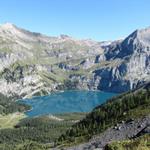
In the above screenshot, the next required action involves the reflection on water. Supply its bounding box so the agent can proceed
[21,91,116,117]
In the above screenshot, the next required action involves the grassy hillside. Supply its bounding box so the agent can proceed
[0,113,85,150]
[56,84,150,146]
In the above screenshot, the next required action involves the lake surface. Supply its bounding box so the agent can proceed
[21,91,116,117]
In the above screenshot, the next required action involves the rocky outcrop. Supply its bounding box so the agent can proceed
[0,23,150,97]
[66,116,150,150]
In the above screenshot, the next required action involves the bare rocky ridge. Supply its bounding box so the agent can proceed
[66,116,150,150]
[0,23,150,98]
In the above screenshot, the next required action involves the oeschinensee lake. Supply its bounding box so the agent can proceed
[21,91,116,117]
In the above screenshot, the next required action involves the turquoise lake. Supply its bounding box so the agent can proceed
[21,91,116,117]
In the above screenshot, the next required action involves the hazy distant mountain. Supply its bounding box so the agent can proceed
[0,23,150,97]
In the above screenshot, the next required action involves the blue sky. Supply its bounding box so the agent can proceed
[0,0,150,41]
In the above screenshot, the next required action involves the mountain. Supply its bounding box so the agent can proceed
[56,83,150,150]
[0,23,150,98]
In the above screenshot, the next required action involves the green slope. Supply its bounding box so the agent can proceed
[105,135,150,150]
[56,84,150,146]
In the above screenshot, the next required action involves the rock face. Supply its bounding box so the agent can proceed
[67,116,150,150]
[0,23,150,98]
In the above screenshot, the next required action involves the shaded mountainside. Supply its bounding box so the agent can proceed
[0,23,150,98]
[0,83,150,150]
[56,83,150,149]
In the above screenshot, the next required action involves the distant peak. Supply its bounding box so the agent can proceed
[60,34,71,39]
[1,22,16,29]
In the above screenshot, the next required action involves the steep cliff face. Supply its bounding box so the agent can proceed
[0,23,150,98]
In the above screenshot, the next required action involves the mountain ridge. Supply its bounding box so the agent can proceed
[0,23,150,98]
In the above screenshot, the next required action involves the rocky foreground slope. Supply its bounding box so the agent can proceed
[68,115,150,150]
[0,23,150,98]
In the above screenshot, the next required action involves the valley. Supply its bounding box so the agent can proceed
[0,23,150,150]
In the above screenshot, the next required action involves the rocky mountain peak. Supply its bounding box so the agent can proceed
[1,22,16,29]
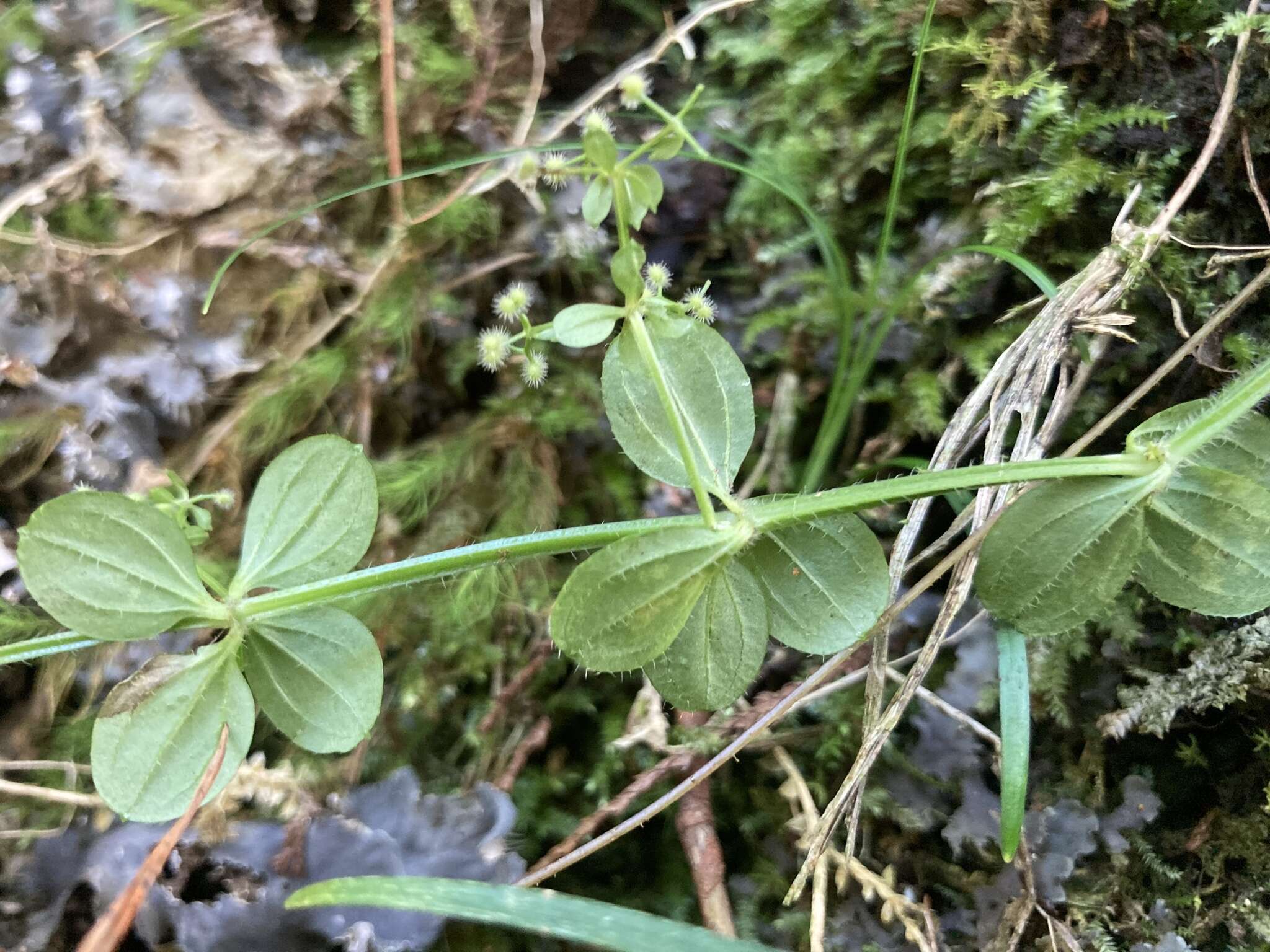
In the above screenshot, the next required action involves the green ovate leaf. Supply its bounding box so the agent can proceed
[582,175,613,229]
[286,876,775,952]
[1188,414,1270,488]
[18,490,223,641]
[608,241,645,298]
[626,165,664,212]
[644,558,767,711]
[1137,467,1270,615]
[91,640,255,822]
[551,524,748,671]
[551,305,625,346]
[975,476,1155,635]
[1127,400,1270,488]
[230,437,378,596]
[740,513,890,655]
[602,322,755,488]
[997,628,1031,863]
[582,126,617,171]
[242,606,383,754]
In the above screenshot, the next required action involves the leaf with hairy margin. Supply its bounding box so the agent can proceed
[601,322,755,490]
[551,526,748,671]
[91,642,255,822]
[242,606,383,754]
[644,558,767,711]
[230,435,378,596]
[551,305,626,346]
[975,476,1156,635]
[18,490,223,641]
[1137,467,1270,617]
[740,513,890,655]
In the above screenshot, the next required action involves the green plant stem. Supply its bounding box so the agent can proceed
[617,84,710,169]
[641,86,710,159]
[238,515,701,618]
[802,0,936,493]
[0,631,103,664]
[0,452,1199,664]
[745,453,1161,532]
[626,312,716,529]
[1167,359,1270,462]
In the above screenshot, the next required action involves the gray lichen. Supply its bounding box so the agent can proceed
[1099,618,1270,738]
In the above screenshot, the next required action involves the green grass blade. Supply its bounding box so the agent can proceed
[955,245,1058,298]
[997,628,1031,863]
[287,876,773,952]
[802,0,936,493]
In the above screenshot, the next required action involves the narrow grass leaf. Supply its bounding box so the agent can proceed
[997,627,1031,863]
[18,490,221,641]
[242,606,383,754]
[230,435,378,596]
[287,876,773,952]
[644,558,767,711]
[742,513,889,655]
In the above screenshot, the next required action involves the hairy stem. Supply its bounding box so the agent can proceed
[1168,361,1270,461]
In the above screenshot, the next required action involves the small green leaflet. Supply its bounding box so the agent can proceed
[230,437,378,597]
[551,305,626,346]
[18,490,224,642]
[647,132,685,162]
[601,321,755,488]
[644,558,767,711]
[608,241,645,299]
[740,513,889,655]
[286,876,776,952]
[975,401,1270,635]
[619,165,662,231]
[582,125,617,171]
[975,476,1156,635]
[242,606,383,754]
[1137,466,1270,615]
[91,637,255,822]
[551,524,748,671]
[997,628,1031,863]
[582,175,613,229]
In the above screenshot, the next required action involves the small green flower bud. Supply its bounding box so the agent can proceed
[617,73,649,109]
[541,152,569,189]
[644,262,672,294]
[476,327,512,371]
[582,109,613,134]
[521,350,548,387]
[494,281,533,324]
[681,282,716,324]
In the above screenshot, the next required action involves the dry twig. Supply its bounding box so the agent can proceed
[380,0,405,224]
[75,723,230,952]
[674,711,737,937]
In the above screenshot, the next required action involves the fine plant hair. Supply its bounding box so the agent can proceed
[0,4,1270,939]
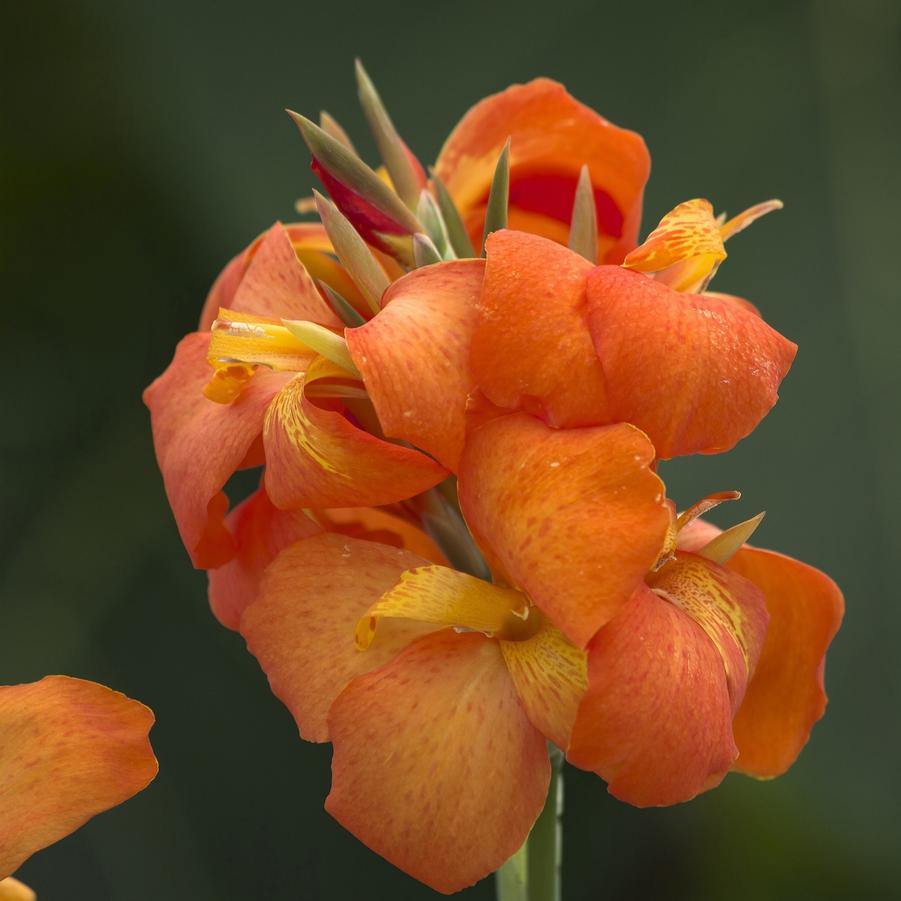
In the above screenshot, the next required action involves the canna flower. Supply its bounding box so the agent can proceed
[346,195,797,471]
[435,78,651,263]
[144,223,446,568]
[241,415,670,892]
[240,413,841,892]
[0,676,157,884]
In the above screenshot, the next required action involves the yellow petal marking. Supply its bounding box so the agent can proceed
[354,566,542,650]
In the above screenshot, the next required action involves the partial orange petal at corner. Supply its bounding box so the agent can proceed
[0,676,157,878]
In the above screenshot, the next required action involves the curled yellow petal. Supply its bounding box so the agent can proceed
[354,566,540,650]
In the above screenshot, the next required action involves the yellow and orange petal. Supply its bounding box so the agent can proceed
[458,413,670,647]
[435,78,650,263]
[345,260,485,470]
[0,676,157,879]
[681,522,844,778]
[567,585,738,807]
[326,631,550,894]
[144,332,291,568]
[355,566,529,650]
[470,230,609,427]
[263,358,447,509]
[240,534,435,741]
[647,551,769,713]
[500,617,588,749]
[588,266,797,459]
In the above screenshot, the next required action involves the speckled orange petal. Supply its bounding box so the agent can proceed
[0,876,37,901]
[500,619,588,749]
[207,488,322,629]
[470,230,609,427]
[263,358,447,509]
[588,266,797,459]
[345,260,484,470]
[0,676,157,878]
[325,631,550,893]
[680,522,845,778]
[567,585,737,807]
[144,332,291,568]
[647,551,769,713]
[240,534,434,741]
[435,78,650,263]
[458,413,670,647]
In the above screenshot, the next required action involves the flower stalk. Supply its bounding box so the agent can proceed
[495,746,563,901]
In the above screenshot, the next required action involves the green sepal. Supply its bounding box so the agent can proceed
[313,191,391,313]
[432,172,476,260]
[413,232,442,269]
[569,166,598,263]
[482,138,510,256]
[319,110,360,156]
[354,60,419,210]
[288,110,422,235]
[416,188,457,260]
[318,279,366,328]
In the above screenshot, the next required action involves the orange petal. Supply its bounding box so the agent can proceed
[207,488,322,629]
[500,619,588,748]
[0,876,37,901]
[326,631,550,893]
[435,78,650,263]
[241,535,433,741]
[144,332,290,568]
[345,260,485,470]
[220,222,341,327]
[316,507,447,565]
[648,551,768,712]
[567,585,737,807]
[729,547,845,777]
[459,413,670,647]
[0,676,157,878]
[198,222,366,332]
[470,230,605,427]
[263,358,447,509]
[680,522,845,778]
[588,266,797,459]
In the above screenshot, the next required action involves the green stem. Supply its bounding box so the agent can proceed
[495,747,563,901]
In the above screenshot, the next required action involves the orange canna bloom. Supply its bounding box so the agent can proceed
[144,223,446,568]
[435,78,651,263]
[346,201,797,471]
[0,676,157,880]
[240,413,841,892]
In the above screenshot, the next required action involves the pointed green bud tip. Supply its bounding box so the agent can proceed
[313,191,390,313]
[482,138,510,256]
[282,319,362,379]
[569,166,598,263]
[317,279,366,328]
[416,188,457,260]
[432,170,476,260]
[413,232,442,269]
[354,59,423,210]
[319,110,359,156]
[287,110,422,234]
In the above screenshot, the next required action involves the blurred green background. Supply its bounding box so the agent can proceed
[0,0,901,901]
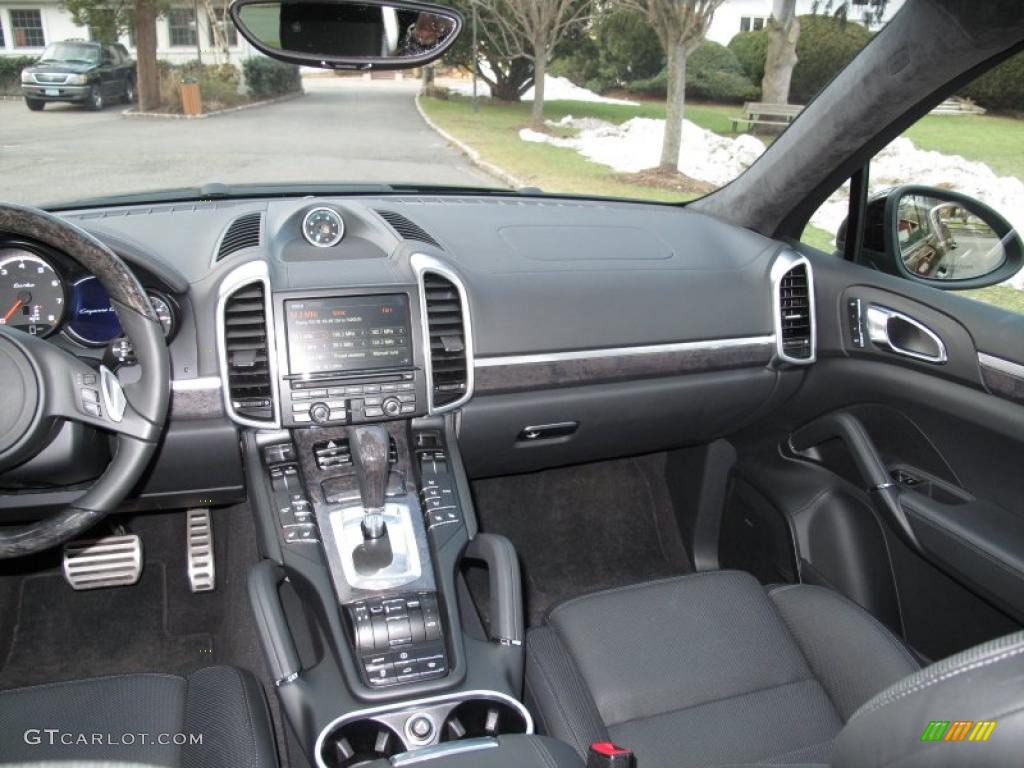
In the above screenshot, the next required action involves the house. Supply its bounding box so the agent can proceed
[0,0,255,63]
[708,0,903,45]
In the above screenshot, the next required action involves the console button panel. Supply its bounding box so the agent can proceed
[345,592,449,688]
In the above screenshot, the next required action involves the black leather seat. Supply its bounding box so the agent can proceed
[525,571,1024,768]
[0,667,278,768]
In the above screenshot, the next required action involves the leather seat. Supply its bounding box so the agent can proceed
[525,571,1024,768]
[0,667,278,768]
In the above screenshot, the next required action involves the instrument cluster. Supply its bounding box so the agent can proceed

══════

■ Consigne ■
Recopie les lignes à partir de celle qui contient « small green flower » jusqu'à celle qui contient « [681,282,716,324] » comprise, en changeant « flower bud » en « leaf bud ». Ne touche à rien d'autre.

■ Exercice corrigé ■
In the above screenshot, the next required action involves the small green leaf bud. Supply its bounding box so the agent can proceed
[617,73,649,109]
[541,152,569,189]
[644,262,672,294]
[476,327,512,371]
[582,109,613,134]
[521,350,548,387]
[494,281,533,324]
[681,282,716,324]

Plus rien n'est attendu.